*** Opening Information supplied ***

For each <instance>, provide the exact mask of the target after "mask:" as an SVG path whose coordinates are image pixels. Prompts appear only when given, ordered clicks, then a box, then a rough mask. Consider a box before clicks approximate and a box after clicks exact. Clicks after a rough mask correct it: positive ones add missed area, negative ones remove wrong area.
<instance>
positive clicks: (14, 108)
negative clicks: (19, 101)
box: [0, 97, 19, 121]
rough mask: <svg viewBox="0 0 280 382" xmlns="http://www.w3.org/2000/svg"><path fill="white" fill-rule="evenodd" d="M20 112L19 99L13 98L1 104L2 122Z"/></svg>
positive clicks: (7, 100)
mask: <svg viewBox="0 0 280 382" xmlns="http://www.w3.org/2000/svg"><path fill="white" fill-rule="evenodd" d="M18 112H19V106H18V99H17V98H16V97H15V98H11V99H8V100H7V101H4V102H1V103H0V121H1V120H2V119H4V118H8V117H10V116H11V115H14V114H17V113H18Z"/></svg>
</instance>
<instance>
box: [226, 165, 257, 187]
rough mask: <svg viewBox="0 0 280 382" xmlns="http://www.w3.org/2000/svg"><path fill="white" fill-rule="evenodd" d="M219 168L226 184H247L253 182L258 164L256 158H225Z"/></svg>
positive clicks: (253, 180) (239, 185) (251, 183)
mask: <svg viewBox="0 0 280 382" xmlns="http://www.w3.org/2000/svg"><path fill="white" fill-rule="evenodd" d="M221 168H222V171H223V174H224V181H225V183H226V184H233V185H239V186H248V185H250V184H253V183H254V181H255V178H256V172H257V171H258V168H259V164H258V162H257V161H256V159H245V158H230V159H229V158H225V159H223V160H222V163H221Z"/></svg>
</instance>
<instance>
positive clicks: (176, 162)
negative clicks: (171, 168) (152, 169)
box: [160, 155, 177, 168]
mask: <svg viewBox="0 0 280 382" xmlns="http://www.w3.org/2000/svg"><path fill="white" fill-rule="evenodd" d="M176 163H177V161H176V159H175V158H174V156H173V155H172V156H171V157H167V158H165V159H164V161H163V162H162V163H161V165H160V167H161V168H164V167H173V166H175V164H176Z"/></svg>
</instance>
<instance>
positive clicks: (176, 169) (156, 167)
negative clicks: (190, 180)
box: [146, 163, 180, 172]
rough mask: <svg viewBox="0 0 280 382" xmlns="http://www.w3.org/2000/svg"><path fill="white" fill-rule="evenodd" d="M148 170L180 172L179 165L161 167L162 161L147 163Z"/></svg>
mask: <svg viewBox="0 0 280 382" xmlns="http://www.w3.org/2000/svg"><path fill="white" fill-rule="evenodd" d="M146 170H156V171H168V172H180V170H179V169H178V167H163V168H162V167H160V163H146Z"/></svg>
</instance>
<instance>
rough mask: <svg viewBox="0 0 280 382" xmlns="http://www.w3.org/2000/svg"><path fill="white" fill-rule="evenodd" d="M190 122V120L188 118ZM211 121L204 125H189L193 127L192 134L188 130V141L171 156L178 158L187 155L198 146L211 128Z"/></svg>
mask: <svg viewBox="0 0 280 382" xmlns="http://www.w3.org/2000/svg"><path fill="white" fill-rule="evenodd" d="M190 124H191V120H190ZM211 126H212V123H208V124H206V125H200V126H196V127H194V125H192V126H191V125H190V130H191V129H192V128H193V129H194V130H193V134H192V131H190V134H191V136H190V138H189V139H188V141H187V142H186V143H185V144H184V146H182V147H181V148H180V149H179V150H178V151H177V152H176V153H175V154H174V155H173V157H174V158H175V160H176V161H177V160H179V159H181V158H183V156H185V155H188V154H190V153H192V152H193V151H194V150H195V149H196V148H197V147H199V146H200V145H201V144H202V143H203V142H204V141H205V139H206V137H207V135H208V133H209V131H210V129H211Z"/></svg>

*** Closing Information supplied ***

● Exercise
Would you copy every line of the entries in which "negative" appears?

● Exercise answer
For each <instance>, provide the exact mask of the target after "mask:" as an SVG path whose coordinates are image pixels. Prompts appear only when given, ordered clicks, then a box, then a rough mask. Consider a box before clicks approximate and a box after clicks exact. Clicks after a rough mask correct it: positive ones add missed area, negative ones remove wrong area.
negative clicks: (19, 101)
negative clicks: (171, 168) (152, 169)
negative clicks: (190, 180)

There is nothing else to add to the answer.